### WRITTEN INSTRUCTION 1
In the setup guide below, which port does the Fluentd forwarder configuration use?

### QUOTED PASSAGE
______________________________

Infrastructure Setup#

For this implementation, we’ll need:

  • Wazuh Server: OVA 4.7.3 with all core components
  • Ubuntu 22.04: Hosting Fluentd and Hadoop
  • Network: Connectivity between Wazuh and Fluentd servers

Implementation Guide#

Phase 1: Configure Wazuh Fluentd Forwarder#

Enable Fluentd Forwarding#

Edit /var/ossec/etc/ossec.conf on the Wazuh server:

<ossec_config>
<!-- Define UDP socket for Fluentd -->
<socket>
<name>fluent_socket</name>
<location>/var/run/fluent.sock</location>
<mode>udp</mode>
</socket>
<!-- Configure alerts as input -->
<localfile>
<log_format>json</log_format>
<location>/var/ossec/logs/alerts/alerts.json</location>
<target>fluent_socket</target>
</localfile>
<!-- Fluentd forwarder configuration -->
<fluent-forward>
<enabled>yes</enabled>
<tag>wazuh</tag>
<socket_path>/var/run/fluent.sock</socket_path>
<address>FLUENTD_SERVER_IP</address>
<port>24224</port>
</fluent-forward>
</ossec_config>

Restart Wazuh manager:

Terminal window
systemctl restart wazuh-manager

Secure Mode Configuration (Optional)#

For production environments, enable TLS:

<fluent-forward>
<enabled>yes</enabled>
<tag>wazuh.secure</tag>
<socket_path>/var/run/fluent.sock</socket_path>
<address>FLUENTD_SERVER_IP</address>
<port>24224</port>
<shared_key>YOUR_SHARED_KEY</shared_key>
<ca_cert>/path/to/ca.pem</ca_cert>
<user_cert>/path/to/cert.pem</user_cert>
<user_key>/path/to/key.pem</user_key>
</fluent-forward>

Phase 2: Install and Configure Fluentd#

Installation Options#

Fluentd offers multiple installation methods:

Terminal window
# Option 1: fluent-package (Recommended)

______________________________

### DATA ROWS
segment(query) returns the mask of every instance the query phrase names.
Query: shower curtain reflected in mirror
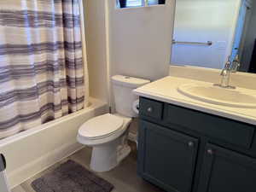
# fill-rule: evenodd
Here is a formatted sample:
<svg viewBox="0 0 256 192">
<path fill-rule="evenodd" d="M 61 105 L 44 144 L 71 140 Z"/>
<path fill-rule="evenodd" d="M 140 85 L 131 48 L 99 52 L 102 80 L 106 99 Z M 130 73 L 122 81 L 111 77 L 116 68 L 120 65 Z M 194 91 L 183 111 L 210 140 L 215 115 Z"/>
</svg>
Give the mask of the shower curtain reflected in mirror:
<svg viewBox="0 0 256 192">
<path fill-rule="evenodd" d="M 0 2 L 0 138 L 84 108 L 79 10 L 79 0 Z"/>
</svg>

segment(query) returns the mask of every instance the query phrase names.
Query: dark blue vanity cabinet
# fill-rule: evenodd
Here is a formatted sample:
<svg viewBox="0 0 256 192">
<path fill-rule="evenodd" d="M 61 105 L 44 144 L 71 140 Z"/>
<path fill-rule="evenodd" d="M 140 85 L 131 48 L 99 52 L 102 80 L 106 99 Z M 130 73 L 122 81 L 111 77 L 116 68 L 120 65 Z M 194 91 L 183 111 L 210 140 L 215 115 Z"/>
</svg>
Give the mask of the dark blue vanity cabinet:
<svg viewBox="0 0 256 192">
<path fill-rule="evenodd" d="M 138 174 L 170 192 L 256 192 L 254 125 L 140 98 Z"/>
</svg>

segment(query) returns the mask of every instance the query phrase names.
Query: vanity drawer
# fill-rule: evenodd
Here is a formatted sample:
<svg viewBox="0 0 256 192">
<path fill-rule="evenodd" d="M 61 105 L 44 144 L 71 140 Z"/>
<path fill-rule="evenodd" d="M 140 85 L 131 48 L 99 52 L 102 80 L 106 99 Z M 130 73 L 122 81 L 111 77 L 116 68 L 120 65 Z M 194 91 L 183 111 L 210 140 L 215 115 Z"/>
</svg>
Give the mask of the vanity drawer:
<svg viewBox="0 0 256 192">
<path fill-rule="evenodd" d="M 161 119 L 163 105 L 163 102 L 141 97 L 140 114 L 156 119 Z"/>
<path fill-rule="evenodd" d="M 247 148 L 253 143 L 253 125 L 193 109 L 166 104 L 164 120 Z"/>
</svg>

______________________________

### WRITTEN INSTRUCTION 2
Show every line of the rows above that contains the word "vanity".

### CORRECT RESULT 1
24224

### CORRECT RESULT 2
Query: dark blue vanity cabinet
Give the mask of the dark blue vanity cabinet:
Query: vanity drawer
Give the mask of the vanity drawer:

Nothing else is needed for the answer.